◆ PAGE EXCERPT:
----------------
Hey all! I'm new to the community but it's been cool to see all of the chat here! I've been working with delta lake / databricks over the past two years and stumbled across delta-rs about a year ago. For someone with no Rust experience (but a capable Python, R, SQL programmer), how would you recommend they get involved? I'm trying to wrap my mind around how all of this is put together and what ways I could contribute.
For example, I've seen Arrow and DataFusion mentioned, is data fusion the key to to accomplishing a lot of what delta-rs wants to do? I would love to contribute to breaking delta free of being a spark only file format.
Final note, I work in public health and the majority of our people use R as their primary language. I would love to help contribute to making it a reality to bring delta lake to our R users (whether that be through delta-rs or through duck db in the future).
04/14/2023, 6:20 PM
Hello! I think a good place to start is trying out the packages on your data and reporting any bugs or challenges in the API. For example, I’d be curious to see what it looks like to Delta Lake data using reticulate and the Python deltalake package into R (does it work? is it harder than it should be?).
At some point we might start an R package for deltalake, especially once we have a DuckDB plugin (hopefully later this year). So down the road would like help testing and designing that.
W. Logan Downing
04/14/2023, 6:24 PM
Thanks Will, I'll give it a shot locally and see what happens! Looking forward to learning alongside the rest of you!
04/17/2023, 4:56 PM
I would love to see more native Delta Lake support for R too! R is so important for healthcare and life sciences. Every statistician and bio researcher uses it extensively and Delta Tables would dovetail really beautifully in their toolkit. Huge impact for medical researchers.
----------------
◆ THE DATA:
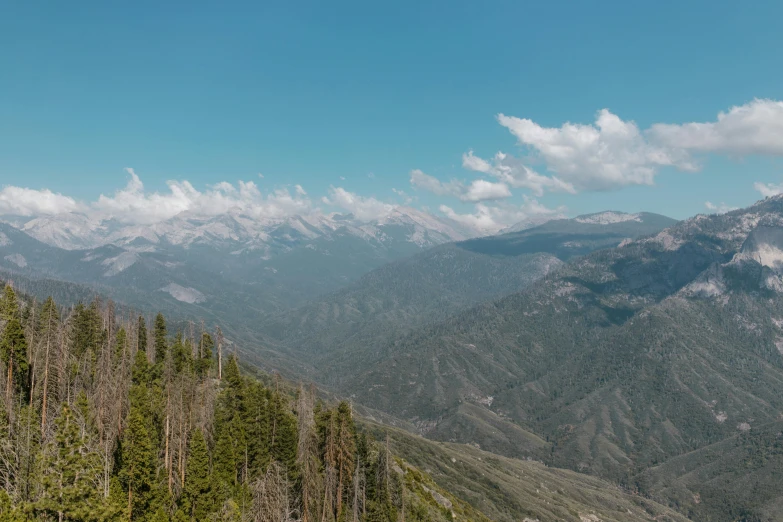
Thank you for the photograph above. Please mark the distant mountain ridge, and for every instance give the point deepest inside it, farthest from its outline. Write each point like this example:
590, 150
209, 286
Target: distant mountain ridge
237, 229
351, 323
621, 360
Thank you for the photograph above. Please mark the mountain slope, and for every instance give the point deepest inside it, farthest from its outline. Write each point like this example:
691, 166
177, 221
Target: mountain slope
621, 359
440, 282
509, 490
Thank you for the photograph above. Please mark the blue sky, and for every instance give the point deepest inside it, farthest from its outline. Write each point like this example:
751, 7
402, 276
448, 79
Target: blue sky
310, 92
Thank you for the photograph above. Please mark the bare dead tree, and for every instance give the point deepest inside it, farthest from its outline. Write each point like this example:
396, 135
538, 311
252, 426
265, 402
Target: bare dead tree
272, 501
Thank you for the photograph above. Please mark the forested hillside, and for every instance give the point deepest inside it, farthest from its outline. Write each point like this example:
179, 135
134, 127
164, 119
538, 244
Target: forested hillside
107, 417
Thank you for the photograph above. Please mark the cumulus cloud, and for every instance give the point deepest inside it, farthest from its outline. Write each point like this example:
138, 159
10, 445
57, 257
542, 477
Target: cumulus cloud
407, 199
608, 154
483, 190
721, 208
768, 189
514, 173
753, 128
477, 190
612, 153
30, 202
133, 204
363, 208
420, 180
490, 219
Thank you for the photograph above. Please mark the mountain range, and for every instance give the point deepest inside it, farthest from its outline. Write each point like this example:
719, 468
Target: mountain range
631, 347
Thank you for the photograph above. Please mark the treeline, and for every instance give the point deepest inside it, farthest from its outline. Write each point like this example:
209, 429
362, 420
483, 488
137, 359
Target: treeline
105, 418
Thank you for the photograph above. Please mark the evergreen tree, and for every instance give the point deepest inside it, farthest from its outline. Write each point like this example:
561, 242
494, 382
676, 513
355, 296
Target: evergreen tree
67, 470
13, 352
139, 465
204, 359
181, 354
161, 346
197, 498
142, 335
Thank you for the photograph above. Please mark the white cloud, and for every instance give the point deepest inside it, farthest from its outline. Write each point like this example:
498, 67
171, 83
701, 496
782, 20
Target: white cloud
478, 190
30, 202
490, 219
722, 208
609, 154
753, 128
133, 204
613, 153
423, 181
514, 173
768, 189
363, 208
404, 195
483, 190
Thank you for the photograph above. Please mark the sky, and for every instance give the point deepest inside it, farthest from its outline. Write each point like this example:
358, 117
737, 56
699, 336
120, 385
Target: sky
484, 112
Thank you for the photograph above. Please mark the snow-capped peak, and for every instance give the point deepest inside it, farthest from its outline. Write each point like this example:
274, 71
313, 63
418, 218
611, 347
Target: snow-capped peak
608, 218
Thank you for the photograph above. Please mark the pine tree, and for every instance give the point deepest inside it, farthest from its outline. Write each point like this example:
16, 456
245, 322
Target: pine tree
204, 360
138, 459
13, 352
141, 335
181, 354
197, 494
161, 346
67, 468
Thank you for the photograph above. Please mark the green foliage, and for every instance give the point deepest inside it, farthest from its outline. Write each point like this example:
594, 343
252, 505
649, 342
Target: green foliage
159, 333
67, 467
197, 497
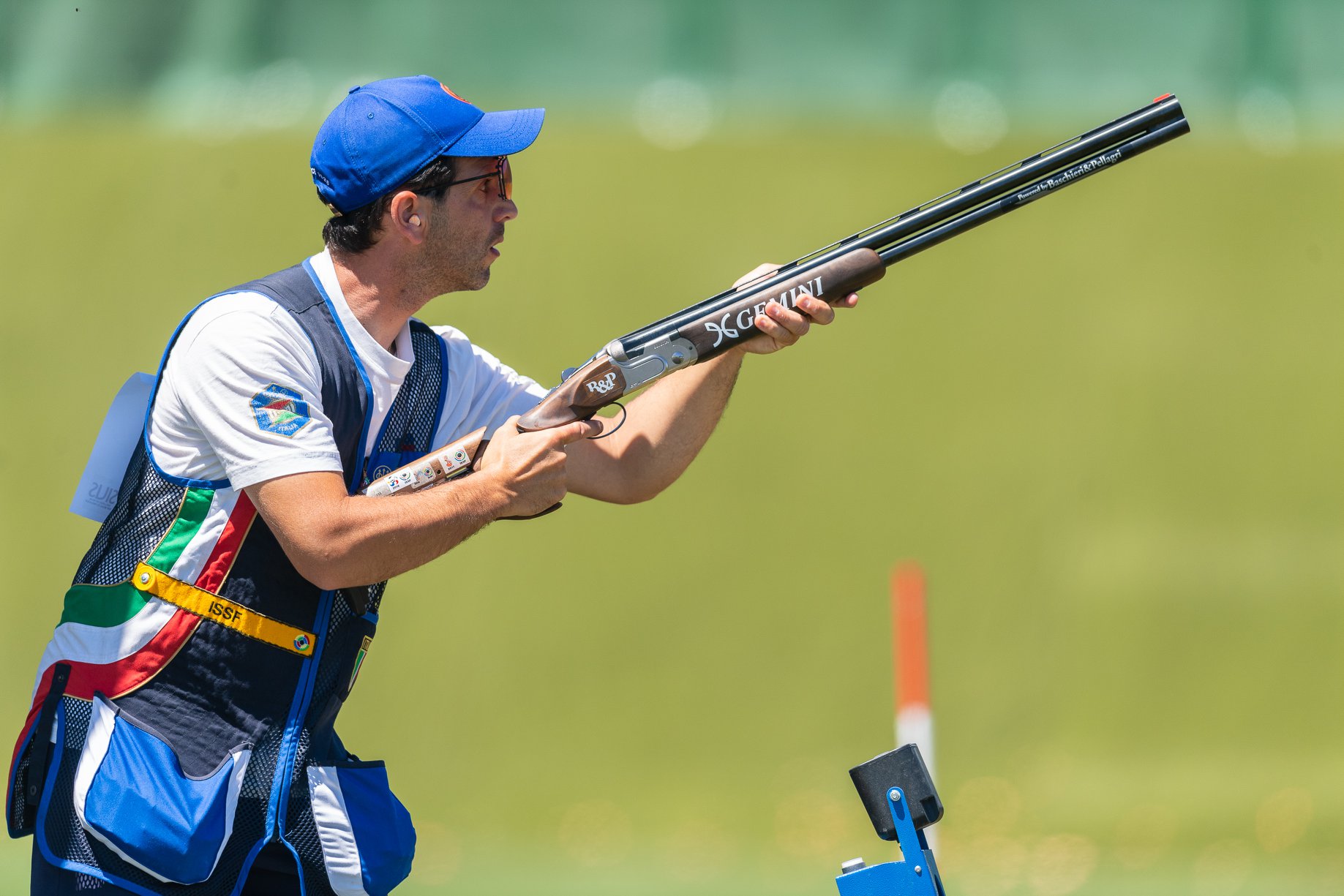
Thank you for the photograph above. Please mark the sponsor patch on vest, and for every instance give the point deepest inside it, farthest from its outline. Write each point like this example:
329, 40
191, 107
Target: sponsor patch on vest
280, 410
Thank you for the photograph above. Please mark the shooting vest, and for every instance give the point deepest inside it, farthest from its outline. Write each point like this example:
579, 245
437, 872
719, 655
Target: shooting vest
184, 708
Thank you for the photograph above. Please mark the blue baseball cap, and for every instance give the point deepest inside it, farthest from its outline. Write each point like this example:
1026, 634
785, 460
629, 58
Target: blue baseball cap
386, 131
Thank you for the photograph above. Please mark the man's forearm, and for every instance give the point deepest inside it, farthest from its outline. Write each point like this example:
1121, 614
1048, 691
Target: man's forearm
666, 427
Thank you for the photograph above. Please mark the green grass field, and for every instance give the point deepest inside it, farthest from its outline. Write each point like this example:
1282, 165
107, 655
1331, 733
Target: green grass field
1106, 426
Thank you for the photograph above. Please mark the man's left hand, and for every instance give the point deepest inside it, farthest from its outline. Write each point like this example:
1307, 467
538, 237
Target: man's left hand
783, 327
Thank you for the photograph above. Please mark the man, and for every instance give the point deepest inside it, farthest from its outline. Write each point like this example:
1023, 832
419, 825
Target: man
181, 730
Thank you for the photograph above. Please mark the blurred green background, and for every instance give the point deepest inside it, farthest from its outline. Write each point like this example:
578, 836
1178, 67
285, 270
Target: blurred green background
1106, 427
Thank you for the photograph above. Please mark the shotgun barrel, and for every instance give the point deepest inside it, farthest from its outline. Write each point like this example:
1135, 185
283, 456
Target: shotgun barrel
1163, 116
717, 324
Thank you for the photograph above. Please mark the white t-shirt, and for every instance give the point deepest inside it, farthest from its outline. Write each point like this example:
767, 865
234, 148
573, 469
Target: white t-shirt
218, 414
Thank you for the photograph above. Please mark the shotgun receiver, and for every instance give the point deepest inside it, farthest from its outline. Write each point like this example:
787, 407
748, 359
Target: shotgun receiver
722, 321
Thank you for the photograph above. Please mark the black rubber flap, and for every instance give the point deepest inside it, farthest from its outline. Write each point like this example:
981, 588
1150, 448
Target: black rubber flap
902, 767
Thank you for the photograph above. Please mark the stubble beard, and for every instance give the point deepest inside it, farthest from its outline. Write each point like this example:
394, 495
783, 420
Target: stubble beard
452, 263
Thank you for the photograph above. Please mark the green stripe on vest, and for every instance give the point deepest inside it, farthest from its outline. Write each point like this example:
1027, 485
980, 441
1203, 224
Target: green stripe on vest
102, 605
195, 505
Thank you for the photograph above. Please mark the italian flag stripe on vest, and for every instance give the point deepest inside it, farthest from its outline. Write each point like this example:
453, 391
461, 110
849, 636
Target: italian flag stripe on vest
116, 639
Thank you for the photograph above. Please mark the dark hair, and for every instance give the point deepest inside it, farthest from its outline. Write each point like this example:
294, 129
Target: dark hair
356, 230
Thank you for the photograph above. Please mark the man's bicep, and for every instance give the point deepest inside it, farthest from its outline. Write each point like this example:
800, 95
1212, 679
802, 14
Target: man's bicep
253, 388
301, 508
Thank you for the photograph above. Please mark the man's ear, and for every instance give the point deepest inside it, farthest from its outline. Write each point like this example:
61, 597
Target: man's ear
408, 217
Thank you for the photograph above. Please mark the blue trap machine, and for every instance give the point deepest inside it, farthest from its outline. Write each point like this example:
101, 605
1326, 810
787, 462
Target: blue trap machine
898, 793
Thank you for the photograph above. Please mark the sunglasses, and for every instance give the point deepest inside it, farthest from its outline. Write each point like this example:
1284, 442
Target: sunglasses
502, 171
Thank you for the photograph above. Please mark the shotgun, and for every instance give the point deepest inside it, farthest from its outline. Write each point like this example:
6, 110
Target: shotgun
722, 321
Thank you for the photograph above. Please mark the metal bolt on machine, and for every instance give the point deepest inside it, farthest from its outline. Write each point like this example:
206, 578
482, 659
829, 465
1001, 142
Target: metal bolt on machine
901, 799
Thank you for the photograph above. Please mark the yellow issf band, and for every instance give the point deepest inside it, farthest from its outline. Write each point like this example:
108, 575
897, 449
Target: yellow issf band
222, 611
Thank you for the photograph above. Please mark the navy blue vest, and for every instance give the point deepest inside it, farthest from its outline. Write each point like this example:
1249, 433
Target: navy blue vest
223, 696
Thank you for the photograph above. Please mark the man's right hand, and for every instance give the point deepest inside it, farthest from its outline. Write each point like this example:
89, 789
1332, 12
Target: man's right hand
530, 468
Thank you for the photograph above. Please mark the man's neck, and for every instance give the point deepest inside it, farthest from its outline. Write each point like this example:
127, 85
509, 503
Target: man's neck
377, 295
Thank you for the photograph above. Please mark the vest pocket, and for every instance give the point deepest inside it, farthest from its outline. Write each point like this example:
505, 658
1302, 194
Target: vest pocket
132, 794
366, 833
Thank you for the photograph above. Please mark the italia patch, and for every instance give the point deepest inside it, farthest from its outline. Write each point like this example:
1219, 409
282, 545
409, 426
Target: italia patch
280, 410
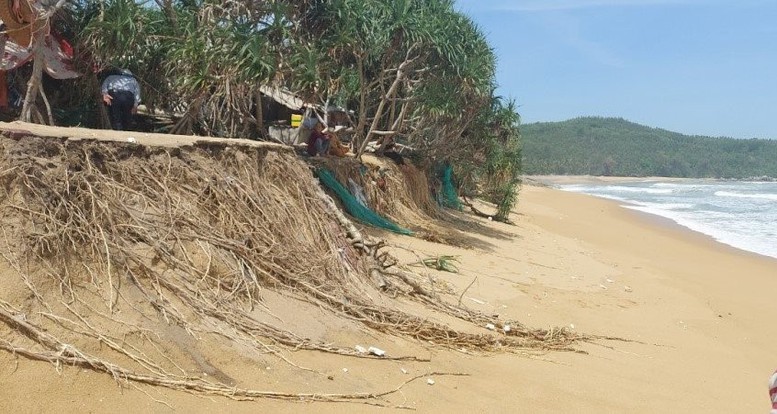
----------------
◆ TASKS TO CARRY OUT:
1. List the programming languages that the opening post of the delta-rs forum thread says its writer is capable of using.
2. In the delta-rs forum thread, what plugin does the reply hope will exist later this year?

◆ SOLUTIONS TO THE TASKS:
1. Python, R, SQL

2. A DuckDB plugin.